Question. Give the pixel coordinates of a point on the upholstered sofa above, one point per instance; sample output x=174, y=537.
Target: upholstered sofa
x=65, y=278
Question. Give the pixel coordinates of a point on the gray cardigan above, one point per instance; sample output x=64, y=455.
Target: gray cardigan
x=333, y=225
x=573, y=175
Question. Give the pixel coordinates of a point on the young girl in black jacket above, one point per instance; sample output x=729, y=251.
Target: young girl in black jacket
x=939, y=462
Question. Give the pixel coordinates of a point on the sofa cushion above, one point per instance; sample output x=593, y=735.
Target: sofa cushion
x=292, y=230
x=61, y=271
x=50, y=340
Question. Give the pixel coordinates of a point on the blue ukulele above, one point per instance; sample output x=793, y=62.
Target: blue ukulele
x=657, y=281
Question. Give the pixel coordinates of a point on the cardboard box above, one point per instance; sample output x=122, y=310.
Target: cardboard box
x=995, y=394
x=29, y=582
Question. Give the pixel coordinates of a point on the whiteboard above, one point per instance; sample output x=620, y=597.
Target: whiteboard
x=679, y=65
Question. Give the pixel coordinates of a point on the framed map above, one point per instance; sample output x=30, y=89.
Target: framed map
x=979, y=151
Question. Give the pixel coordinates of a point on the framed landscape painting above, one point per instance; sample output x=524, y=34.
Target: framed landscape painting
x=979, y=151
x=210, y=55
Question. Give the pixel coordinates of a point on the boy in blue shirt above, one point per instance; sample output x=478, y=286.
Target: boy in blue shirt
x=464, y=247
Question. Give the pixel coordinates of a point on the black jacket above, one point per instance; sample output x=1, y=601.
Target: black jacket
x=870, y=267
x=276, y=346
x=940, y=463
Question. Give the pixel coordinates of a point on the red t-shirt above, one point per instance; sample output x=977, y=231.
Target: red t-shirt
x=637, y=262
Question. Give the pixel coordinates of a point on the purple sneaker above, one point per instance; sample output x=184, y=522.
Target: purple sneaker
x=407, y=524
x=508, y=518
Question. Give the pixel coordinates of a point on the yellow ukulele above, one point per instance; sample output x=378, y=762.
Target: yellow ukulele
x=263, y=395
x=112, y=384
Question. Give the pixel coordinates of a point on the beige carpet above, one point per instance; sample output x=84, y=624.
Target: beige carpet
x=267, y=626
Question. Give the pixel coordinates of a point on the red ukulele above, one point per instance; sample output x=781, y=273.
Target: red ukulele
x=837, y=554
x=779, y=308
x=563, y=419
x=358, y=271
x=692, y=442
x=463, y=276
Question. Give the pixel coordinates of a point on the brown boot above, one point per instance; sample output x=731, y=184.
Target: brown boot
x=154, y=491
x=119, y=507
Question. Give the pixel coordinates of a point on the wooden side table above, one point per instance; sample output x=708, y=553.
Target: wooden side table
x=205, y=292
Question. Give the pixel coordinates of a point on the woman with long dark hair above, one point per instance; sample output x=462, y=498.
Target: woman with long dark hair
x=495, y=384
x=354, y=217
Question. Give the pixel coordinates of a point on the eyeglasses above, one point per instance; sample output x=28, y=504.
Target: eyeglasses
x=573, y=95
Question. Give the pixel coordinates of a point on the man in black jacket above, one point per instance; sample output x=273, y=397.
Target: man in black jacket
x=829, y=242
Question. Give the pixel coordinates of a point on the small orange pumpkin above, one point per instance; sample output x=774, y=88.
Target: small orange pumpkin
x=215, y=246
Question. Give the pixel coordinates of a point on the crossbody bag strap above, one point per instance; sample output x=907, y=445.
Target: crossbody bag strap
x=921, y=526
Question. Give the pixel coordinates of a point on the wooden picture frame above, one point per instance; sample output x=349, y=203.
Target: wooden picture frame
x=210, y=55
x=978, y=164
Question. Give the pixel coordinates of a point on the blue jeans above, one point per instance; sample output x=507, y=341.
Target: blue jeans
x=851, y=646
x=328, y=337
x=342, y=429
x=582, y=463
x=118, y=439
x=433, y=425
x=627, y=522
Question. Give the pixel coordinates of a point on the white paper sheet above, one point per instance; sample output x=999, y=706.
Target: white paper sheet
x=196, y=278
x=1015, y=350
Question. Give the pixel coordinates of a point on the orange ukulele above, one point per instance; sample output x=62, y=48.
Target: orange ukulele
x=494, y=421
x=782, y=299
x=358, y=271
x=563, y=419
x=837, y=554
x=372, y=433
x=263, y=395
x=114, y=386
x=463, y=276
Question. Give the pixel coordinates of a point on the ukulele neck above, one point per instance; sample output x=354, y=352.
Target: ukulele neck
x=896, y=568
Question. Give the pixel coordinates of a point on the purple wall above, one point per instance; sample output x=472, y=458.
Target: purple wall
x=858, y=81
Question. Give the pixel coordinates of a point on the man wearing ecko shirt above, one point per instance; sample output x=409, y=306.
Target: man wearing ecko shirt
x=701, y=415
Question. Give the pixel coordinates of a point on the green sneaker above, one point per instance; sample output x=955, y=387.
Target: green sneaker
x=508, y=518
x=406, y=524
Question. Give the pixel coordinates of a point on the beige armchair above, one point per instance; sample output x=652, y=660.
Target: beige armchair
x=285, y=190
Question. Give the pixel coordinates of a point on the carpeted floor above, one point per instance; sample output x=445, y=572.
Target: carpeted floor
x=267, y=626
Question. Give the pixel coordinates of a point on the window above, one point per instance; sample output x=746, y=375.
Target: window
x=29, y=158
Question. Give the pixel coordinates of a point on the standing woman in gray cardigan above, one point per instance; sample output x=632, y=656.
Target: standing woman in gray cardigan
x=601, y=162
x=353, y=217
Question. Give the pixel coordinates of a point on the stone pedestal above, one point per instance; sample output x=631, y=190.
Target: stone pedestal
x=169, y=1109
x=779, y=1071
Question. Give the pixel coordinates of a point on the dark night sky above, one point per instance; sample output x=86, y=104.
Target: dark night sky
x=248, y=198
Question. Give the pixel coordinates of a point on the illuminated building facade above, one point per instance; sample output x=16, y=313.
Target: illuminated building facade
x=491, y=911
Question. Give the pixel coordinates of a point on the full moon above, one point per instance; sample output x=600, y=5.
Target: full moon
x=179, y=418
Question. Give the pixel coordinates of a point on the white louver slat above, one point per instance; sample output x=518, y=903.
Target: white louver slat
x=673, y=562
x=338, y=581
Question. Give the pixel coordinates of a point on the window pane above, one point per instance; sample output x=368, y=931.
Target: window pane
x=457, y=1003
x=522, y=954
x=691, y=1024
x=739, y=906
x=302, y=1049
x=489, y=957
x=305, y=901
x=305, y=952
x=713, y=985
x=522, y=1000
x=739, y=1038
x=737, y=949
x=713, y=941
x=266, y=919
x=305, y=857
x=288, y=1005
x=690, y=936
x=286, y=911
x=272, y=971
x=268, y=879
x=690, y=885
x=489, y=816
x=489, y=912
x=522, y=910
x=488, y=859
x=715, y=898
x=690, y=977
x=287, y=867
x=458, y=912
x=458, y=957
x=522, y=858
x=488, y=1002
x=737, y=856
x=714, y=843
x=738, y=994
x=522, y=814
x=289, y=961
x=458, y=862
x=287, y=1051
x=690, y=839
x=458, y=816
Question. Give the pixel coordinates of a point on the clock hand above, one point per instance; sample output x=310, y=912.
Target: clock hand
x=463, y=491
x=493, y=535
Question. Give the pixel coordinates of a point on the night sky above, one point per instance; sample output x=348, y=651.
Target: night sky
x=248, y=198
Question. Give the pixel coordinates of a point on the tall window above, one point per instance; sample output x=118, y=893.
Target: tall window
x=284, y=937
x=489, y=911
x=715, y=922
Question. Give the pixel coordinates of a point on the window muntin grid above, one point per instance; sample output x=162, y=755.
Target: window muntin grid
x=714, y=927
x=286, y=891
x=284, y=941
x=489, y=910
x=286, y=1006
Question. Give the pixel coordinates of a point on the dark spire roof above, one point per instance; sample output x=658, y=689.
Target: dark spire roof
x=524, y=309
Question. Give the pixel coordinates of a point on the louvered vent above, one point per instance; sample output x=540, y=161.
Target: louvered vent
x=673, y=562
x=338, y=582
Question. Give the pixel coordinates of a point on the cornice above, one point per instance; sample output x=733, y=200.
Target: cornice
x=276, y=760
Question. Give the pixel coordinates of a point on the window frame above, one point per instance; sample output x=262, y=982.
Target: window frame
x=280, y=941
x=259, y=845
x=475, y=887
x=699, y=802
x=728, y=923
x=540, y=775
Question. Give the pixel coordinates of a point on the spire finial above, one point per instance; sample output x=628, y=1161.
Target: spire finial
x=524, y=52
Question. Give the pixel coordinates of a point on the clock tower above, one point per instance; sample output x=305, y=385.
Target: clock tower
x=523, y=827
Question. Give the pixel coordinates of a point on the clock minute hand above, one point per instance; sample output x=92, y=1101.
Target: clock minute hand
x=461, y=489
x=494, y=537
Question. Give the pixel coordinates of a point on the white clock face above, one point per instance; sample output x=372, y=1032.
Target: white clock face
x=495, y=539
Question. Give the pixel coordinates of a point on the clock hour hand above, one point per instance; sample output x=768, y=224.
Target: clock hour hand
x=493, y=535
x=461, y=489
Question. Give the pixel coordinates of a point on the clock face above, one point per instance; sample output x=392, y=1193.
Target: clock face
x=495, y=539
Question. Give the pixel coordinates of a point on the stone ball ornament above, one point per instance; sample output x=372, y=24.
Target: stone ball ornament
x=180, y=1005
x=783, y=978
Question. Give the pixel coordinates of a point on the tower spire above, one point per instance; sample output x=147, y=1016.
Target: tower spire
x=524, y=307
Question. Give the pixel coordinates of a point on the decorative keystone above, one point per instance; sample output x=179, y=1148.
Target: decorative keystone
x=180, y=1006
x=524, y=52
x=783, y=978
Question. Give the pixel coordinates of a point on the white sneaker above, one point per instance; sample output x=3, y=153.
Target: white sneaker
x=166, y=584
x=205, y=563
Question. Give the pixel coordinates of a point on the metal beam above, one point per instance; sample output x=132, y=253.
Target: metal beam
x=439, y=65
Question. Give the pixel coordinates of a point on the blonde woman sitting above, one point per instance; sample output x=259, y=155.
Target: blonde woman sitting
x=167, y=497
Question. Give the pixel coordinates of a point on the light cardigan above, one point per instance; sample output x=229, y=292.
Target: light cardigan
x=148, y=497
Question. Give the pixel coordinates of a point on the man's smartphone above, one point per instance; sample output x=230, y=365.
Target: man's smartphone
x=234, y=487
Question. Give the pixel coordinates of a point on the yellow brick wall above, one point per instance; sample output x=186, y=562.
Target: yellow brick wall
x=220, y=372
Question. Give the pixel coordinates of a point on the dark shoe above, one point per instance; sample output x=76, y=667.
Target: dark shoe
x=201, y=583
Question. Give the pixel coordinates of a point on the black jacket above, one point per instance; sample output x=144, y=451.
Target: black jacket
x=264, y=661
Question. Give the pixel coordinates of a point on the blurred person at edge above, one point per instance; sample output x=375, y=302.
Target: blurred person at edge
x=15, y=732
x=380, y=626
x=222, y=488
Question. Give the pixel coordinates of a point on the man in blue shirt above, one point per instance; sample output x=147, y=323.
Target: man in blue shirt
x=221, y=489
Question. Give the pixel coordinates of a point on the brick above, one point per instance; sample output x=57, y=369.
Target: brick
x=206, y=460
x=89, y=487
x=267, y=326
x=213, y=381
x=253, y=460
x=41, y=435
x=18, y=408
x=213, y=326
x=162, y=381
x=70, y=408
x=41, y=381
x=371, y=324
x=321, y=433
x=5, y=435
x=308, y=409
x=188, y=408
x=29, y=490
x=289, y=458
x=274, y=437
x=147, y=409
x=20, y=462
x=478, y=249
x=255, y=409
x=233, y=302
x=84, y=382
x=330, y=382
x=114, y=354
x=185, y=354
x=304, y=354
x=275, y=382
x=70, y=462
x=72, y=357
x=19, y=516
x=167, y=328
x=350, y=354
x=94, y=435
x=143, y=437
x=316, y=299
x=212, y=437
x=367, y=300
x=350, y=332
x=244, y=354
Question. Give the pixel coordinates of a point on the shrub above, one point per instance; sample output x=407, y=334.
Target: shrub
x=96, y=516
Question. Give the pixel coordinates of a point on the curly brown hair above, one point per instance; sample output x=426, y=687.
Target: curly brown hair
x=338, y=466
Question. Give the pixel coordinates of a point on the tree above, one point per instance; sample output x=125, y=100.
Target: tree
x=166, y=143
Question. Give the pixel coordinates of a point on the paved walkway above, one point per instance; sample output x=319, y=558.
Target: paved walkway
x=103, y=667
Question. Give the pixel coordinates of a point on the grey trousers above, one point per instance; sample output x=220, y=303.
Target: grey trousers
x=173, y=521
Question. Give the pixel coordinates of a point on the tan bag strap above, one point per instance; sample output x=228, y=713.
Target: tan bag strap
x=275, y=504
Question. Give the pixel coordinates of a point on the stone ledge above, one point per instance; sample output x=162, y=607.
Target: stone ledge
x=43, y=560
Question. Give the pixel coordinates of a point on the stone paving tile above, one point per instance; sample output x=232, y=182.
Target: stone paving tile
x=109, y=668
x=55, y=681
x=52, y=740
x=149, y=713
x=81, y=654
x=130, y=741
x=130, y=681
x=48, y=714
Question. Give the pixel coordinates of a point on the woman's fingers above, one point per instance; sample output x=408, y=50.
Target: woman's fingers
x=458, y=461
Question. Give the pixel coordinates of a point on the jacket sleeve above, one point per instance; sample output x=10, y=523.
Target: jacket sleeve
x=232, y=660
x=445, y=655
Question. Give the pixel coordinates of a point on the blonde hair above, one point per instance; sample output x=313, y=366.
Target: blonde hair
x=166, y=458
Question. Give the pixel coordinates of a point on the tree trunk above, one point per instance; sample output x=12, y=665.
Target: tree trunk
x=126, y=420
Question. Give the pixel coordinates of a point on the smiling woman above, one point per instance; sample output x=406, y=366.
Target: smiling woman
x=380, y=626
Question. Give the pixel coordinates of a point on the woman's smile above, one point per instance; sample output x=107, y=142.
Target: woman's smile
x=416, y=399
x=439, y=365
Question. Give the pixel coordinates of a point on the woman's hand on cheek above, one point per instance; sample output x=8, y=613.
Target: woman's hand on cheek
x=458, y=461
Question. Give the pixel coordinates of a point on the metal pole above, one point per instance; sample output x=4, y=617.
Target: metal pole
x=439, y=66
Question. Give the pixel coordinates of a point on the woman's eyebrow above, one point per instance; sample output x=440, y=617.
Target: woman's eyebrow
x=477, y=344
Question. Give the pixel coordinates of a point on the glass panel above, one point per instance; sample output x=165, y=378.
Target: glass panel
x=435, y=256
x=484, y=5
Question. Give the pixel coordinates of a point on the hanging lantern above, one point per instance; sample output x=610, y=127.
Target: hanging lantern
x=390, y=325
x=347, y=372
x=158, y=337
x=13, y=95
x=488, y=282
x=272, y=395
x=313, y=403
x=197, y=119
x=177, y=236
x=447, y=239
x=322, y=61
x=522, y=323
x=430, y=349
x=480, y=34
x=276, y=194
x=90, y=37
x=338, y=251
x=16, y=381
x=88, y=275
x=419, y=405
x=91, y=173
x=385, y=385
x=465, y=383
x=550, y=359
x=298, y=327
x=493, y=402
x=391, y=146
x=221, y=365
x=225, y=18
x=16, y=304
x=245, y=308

*****

> [Problem details]: The lines above, from the first through the one containing "output x=620, y=597.", must be restated word for word, with nothing added.

> [Reply to the task]:
Question. Give the pixel coordinates of a point on the upholstered sofa above, one point per instance; sample output x=174, y=537.
Target: upholstered sofa
x=65, y=278
Question. Give the pixel coordinates of a point on the gray cardigan above, one point per instance; sample output x=64, y=455.
Target: gray cardigan
x=333, y=225
x=573, y=175
Question. Give the pixel coordinates of a point on the young girl in black jacket above, one point per instance; sample output x=729, y=251.
Target: young girl in black jacket
x=939, y=462
Question. Give the pixel coordinates of a point on the sofa cushion above, one point per instance; sample output x=593, y=735.
Target: sofa cushion
x=292, y=230
x=61, y=271
x=50, y=340
Question. Give the pixel coordinates of a point on the blue ukulele above, one point per instance; sample output x=793, y=62.
Target: blue ukulele
x=657, y=281
Question. Give the pixel coordinates of a point on the cardboard box above, one point per instance; sample output x=122, y=310.
Target: cardboard box
x=995, y=394
x=29, y=582
Question. Give the pixel coordinates of a point on the whiteboard above, one point per instance; sample output x=620, y=597.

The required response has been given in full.